EXERCISE DETAILS:
What you should write out is every line from the one containing "Objective — one dot per instance of the blurred" to the end of the data, exactly and with nothing else.

RECORDED DATA:
·····
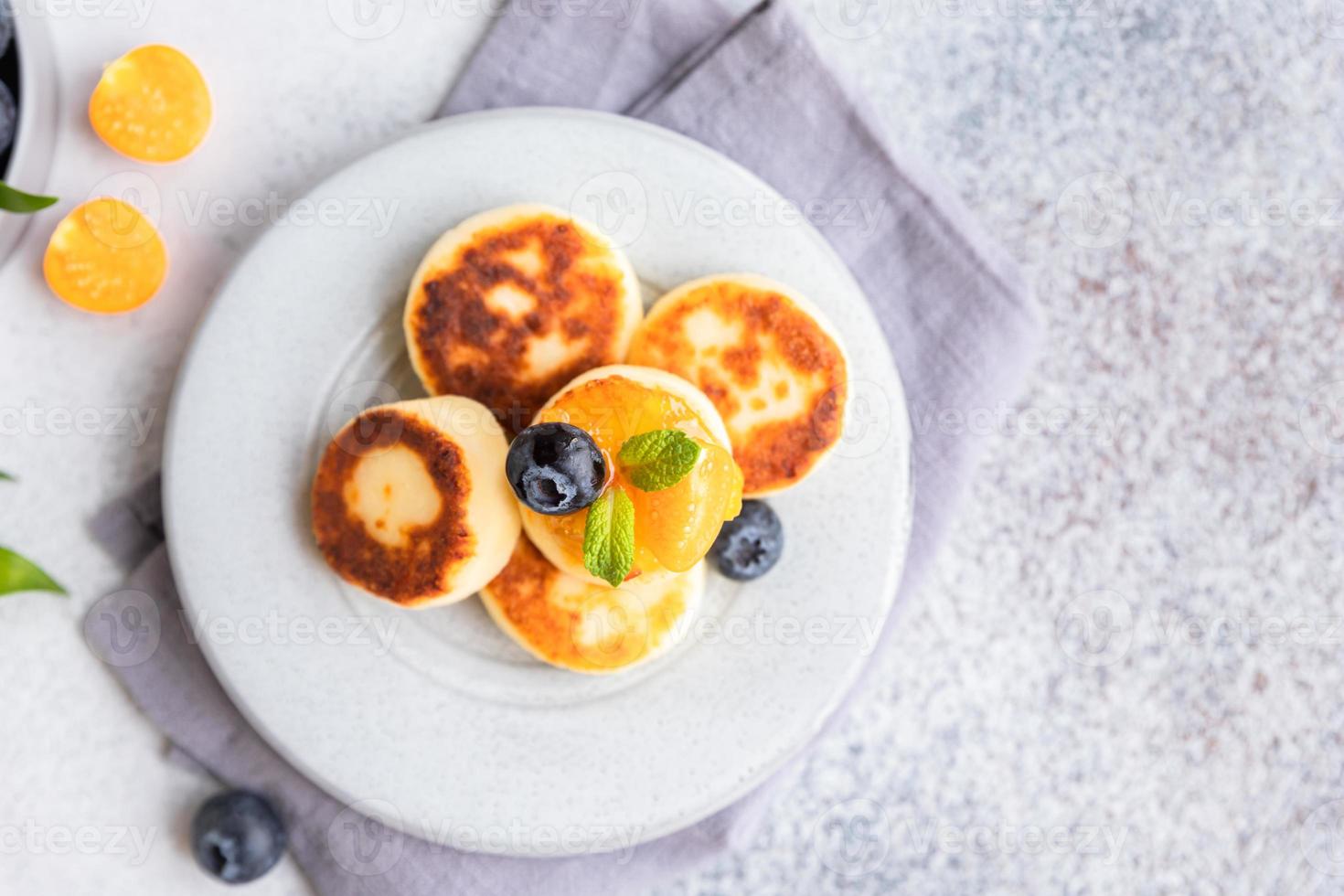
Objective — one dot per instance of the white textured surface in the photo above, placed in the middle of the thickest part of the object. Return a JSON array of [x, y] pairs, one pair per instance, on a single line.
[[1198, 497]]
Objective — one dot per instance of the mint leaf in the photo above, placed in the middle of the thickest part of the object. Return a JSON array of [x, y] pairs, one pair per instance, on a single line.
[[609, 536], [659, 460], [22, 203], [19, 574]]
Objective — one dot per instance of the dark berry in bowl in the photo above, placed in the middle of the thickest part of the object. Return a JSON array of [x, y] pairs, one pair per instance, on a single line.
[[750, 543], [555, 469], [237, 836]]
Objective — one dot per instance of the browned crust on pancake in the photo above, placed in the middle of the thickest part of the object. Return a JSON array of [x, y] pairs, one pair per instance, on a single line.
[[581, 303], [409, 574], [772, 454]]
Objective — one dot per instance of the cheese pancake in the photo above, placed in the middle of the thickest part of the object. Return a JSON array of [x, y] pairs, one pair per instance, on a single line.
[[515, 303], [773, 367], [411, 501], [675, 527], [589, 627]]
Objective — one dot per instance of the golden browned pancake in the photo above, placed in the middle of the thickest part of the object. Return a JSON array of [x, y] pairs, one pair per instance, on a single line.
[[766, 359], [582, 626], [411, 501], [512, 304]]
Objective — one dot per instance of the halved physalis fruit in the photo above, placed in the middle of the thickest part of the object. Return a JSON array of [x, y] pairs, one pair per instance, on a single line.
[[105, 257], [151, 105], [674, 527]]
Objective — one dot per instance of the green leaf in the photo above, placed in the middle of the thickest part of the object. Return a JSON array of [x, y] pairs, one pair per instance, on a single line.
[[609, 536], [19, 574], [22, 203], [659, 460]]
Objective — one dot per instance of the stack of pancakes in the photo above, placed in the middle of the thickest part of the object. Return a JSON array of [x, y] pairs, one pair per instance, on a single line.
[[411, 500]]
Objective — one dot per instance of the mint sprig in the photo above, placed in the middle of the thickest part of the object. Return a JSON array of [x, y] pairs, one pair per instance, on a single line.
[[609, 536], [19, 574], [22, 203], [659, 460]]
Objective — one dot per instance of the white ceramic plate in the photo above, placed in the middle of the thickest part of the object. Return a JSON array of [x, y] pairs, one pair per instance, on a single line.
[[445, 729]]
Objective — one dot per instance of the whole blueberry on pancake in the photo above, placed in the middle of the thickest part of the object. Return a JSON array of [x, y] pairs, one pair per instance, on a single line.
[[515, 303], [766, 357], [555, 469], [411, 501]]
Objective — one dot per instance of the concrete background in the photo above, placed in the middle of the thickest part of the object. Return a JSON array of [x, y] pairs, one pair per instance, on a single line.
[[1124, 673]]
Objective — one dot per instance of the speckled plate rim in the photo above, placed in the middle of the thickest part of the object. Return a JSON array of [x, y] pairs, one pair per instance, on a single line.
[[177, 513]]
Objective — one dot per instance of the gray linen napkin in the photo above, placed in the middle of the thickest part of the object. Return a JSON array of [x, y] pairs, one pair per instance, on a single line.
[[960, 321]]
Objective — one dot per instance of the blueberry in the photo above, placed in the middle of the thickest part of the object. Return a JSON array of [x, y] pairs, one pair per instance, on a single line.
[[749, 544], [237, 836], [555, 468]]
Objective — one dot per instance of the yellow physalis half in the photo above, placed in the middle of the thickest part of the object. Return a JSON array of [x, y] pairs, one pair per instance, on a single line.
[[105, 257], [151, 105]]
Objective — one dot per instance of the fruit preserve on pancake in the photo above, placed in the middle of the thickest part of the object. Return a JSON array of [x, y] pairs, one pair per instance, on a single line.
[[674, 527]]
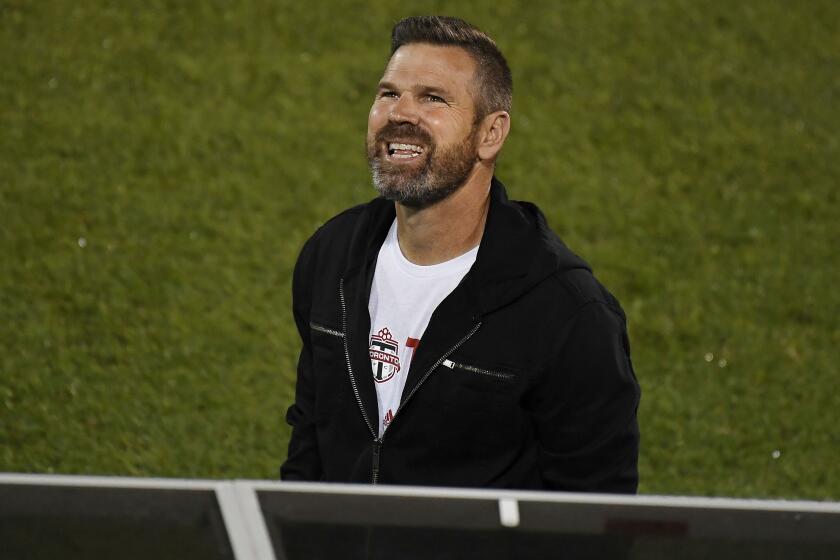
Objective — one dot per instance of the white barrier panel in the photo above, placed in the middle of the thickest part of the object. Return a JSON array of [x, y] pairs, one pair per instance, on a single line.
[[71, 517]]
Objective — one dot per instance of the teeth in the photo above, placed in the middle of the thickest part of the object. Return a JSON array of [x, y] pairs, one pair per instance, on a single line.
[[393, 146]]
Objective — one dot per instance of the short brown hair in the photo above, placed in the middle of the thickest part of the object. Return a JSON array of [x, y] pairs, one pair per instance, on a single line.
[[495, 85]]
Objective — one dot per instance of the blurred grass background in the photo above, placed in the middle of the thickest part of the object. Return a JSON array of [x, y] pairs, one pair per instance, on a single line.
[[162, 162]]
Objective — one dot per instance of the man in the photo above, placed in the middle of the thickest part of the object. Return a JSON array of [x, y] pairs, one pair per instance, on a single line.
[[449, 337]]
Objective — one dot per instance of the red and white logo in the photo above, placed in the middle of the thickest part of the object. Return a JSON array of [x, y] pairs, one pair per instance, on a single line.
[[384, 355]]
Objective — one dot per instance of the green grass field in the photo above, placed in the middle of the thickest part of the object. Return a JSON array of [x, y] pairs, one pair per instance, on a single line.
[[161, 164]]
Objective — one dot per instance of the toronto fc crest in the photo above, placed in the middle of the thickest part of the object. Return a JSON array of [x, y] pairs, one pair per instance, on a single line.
·····
ANSWER TO THIS PROBLEM:
Objective — one dot per instance of the blurred grass background in the photo above, placed in the middle of the thickest part of the object. Return a JSON array of [x, y] pairs, one pair per instance, on a single line.
[[162, 162]]
Objective — one dot per instance of the man in the photo above, placed in the middle of the thickest part of the object. Return a JSON array of [x, y] pairs, one pair per instance, on a single line.
[[449, 337]]
Objective — one dot per instance of the red and white logo in the photo above, placed in the middle of the thickest part of the object. Return a JSON array of [x, y] pairs, one pair per instance, on a single line.
[[384, 355]]
Objective — one dot per instance of the green grass field in the photo above, placed in the middle of the thickest part of the object. Return a JSON array of [x, y] pairs, one pair per instance, on a single line.
[[161, 164]]
Objective — one dot per instance of the toronto fc crest in the photo above, placed in the middle of the thickest part of the object. Return a JSON array of [x, y] pairs, one pair per instance, on a single line.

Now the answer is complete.